## EXCERPTED PASSAGE
Tomorrow is World AIDS Day.
World AIDS Day is held on 1 December each year and is an opportunity for people worldwide to unite in the fight against HIV, show their support for people living with HIV and to commemorate people who have died. World AIDS Day was the first ever global health day and the first one was held in 1988.
This is a day that Brian and I have set aside to remember our friends and remember hope.
For at least two of the most anti-LGBT profiteers in the business, it means something else entirely. It is an opportunity to stick it to the gays.
Yes, Mr. LaBarbera. There is a World Diabetes Day. It falls on November 14th every year. There are actually 30 World Alzheimer's Days. They all fall in September. The better question to ask, Mr. Labarbera, is if there is a World Bigoted Prick Day. If not, I say we proclaim November 30th in honor of your hateful and ignorant tweet.
His link takes you to photograph from Life's website. It is a picture of a man named David Kirby, surrounded by his grieving family at the moment of his death. It is a difficult image to look at, so I have opted to let you decide for yourself whether to link or not.

## GIVEN EXERCISE A
Put the lines of the rows, from the line containing "Ground black tv" through the line containing "[[134, 151, 235, 215]]", both included, into a JSON list of strings, one string per line with blank lines left out.

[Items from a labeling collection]
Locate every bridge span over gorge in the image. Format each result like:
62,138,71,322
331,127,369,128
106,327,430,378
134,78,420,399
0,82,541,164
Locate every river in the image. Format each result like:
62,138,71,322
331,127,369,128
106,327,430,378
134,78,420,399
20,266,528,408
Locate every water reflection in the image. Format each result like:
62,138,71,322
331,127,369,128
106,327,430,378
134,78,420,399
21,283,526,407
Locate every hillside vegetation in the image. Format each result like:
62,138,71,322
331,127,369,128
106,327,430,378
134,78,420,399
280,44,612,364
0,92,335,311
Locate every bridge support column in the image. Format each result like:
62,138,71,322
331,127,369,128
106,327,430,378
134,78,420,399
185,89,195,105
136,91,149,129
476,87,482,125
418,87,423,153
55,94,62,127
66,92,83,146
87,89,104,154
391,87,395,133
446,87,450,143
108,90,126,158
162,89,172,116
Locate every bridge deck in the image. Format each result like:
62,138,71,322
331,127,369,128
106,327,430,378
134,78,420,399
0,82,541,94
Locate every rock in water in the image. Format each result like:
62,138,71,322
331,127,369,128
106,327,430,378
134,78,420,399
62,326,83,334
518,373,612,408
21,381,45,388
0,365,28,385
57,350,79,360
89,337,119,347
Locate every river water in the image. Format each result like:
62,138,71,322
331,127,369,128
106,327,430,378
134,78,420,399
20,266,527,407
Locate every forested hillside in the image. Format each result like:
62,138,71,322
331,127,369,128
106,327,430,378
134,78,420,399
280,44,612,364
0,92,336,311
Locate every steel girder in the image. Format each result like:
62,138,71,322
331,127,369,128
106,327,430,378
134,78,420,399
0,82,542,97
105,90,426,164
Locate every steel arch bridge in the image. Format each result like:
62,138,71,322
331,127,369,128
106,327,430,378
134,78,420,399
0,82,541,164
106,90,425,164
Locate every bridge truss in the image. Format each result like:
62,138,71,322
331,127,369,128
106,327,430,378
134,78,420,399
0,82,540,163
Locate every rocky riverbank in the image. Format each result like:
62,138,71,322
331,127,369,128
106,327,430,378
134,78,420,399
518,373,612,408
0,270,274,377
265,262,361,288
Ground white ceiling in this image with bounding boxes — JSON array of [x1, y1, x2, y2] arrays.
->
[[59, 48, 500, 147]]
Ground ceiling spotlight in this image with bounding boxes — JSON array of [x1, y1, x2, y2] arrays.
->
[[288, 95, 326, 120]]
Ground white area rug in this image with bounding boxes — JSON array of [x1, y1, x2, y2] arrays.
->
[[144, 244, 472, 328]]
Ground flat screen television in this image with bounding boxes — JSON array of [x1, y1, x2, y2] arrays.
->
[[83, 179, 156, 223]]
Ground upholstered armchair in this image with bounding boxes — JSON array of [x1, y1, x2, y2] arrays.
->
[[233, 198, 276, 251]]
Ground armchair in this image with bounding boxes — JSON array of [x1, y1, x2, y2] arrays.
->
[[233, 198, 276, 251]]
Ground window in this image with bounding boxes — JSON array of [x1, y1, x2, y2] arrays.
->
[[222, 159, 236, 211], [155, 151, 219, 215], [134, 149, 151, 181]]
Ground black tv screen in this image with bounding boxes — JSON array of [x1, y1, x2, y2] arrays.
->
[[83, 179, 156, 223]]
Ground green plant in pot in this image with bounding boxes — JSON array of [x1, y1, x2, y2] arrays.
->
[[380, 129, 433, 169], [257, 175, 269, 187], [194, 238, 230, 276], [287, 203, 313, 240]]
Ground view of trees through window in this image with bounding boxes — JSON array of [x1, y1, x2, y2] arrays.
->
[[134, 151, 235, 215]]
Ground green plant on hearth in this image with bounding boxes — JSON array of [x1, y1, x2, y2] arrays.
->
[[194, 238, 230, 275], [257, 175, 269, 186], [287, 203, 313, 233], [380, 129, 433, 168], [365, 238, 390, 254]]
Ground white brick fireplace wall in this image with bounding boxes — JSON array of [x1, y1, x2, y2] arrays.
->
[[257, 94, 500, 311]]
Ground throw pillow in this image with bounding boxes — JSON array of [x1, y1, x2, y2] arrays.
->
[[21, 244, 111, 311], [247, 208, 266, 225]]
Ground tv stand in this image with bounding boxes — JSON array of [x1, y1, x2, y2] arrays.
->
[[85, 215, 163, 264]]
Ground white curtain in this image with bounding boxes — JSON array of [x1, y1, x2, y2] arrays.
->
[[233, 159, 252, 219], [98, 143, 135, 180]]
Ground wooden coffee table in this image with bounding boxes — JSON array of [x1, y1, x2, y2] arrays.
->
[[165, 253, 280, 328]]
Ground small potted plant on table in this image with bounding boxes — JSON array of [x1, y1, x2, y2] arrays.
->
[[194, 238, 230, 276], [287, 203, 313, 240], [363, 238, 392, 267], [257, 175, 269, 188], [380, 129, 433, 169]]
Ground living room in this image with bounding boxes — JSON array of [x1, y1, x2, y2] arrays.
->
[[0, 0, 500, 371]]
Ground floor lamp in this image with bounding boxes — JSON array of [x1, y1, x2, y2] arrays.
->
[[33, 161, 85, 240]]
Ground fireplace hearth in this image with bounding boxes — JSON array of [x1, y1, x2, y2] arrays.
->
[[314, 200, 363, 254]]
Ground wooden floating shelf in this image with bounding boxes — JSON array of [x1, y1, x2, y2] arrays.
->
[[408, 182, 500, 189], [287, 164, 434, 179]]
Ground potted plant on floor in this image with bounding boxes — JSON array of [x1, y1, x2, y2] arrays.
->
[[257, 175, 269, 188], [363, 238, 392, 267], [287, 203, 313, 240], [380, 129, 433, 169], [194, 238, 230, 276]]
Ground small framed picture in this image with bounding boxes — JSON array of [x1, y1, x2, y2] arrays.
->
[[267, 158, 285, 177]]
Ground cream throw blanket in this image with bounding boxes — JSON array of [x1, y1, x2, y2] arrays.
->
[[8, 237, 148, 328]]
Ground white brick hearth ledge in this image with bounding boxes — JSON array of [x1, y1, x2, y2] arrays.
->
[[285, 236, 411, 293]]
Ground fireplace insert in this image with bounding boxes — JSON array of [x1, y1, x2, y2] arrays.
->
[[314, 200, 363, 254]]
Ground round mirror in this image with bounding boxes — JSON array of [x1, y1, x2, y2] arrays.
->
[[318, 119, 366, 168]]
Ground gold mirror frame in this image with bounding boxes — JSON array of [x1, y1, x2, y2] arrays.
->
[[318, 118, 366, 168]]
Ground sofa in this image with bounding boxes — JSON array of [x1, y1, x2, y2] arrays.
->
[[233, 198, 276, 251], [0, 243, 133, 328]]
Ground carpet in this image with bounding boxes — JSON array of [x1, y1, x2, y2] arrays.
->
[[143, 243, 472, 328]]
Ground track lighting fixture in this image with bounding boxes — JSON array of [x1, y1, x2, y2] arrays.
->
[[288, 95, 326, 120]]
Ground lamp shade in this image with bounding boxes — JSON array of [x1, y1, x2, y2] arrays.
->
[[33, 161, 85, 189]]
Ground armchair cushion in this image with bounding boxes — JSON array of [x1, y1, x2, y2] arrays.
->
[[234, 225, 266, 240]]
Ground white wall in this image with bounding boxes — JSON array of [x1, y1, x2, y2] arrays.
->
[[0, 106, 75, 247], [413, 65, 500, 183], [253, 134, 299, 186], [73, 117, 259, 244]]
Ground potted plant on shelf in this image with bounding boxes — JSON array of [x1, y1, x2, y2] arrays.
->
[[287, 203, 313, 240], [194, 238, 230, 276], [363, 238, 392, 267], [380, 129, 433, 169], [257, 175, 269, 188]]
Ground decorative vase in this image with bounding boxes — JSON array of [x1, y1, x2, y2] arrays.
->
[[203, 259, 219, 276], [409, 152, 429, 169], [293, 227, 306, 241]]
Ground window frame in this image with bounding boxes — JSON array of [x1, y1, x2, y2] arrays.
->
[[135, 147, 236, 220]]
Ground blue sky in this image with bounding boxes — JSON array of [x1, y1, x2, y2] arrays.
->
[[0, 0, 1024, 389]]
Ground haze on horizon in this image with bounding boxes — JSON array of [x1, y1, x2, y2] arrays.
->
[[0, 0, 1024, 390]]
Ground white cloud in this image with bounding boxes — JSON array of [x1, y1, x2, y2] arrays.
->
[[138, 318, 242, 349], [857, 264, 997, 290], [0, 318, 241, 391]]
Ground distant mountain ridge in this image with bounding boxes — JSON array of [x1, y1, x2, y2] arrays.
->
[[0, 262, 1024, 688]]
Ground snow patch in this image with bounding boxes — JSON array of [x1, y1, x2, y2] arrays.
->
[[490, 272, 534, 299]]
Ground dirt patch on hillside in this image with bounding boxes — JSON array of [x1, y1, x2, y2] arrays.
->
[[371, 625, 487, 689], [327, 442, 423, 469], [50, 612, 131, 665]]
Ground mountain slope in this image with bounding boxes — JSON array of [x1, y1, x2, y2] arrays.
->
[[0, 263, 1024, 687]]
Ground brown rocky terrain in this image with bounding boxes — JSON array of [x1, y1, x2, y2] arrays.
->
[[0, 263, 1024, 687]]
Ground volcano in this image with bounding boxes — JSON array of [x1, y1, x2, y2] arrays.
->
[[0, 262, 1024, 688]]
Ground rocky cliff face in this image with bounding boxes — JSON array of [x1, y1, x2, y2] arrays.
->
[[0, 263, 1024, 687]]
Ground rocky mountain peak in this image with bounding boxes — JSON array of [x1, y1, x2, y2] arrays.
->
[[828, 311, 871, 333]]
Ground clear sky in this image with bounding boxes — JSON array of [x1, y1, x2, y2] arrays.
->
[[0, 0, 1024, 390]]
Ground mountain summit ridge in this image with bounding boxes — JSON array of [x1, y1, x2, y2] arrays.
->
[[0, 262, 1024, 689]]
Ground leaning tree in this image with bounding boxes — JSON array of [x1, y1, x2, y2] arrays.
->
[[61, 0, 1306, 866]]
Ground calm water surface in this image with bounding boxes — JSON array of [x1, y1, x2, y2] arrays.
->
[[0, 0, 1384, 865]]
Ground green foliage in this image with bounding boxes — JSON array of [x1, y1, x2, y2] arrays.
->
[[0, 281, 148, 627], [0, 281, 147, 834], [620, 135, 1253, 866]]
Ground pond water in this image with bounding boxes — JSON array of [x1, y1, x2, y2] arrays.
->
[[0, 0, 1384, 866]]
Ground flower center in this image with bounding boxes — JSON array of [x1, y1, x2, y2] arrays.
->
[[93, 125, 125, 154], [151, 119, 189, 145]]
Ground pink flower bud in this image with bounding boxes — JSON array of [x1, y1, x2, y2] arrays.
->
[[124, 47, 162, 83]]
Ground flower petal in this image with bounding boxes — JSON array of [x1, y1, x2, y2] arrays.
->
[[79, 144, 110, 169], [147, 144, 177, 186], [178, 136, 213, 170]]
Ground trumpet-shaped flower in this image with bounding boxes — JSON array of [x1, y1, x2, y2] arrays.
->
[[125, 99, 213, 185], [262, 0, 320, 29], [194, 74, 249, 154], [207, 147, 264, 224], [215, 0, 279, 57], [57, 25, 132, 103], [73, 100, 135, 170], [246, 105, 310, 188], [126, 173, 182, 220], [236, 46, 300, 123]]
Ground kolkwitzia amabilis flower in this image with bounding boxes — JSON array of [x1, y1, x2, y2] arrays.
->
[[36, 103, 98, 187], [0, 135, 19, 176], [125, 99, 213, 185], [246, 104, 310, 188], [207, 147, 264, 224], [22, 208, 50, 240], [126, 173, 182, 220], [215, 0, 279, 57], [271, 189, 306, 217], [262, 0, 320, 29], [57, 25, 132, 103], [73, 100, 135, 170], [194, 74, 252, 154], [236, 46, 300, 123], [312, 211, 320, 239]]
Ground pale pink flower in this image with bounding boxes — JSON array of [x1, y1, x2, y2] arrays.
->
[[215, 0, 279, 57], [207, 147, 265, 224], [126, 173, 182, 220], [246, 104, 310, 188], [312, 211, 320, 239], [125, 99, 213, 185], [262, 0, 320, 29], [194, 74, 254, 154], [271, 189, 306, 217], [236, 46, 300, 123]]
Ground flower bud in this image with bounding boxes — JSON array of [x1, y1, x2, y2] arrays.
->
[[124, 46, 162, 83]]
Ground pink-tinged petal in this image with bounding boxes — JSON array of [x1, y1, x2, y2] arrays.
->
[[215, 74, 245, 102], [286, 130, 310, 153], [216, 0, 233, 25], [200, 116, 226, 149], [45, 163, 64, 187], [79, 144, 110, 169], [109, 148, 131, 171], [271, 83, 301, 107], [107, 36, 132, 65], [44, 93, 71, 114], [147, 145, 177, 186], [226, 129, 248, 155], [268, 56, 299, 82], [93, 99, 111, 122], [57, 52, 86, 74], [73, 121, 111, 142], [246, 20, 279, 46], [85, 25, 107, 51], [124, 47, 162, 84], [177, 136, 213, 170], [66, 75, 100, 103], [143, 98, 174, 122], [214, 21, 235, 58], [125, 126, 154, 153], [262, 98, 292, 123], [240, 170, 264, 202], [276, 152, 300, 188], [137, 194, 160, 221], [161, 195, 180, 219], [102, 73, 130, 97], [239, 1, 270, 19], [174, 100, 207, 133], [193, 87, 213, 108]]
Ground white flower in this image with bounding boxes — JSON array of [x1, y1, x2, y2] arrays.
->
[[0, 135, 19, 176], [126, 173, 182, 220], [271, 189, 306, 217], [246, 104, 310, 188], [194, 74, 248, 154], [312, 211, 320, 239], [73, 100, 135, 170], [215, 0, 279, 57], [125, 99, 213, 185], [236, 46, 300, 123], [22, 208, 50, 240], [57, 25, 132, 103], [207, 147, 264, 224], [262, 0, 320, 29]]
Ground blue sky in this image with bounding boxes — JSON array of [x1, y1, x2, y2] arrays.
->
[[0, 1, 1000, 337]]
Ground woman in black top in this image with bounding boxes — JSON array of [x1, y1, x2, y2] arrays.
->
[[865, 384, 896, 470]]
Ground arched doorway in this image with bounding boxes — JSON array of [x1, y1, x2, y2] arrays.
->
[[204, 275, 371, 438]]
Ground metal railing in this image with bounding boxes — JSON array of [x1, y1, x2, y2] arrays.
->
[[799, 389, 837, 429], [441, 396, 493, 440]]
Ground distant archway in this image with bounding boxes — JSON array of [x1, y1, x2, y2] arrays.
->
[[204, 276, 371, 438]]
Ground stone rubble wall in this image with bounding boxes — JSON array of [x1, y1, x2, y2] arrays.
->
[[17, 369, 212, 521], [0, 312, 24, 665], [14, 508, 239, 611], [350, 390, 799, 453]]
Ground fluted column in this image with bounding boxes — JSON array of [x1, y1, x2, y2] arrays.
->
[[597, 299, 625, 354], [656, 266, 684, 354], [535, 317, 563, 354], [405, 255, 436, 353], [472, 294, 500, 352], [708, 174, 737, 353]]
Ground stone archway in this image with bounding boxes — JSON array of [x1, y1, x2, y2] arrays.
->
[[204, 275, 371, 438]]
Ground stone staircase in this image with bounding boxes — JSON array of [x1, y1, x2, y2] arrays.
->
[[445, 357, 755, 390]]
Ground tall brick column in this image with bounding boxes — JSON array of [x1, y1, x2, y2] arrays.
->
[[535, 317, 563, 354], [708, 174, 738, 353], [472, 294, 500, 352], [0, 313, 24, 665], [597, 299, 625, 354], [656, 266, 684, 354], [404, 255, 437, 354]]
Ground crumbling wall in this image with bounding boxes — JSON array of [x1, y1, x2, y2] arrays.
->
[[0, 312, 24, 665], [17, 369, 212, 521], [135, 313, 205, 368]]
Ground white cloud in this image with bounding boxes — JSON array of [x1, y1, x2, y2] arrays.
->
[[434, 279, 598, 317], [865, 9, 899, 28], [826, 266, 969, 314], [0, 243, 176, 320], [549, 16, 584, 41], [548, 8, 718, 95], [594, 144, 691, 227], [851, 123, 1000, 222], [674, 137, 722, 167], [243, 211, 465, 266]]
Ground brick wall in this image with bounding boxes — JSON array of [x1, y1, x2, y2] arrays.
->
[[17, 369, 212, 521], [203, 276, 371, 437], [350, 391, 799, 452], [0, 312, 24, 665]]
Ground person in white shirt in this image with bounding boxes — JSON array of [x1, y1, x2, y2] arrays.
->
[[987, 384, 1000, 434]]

## GIVEN EXERCISE B
Please continue the World AIDS Day post from the point where it stops.

## EXPECTED OUTPUT A
[
  "Ground black tv screen in this image with bounding boxes — JSON array of [x1, y1, x2, y2] arrays.",
  "->",
  "[[83, 179, 156, 223]]",
  "Ground green plant in pot in this image with bounding boxes — JSON array of [x1, y1, x2, y2] arrays.",
  "->",
  "[[380, 129, 433, 169], [257, 175, 269, 187], [194, 238, 230, 276], [287, 203, 313, 240]]",
  "Ground view of trees through window in this image with bounding boxes — JSON array of [x1, y1, x2, y2] arrays.",
  "->",
  "[[134, 151, 235, 215]]"
]

## EXPECTED OUTPUT B
Now let's get to you, Mr. Barber. Peter LaBarbera may be a run of the mill ignoramus, but you are just evil. I don't think words will be able to express just how abhorrent an individual I think you are, but I will try. It is one thing to make your living off your hatred of gay people, which tells me just how little you have to offer the world. There are quite a few of you grifters out there. What has set you apart is the use of this iconic photograph of David Kirby's deathbed. This image is a touchstone to those of us who witnessed the plague that swept our community. The fact you have chosen this picture, this story, to exploit on the eve of World AIDS Day is the best measure of your cruelty and inhumanity. The way you have distorted the purpose of this photograph earns you a special place in what you call hell.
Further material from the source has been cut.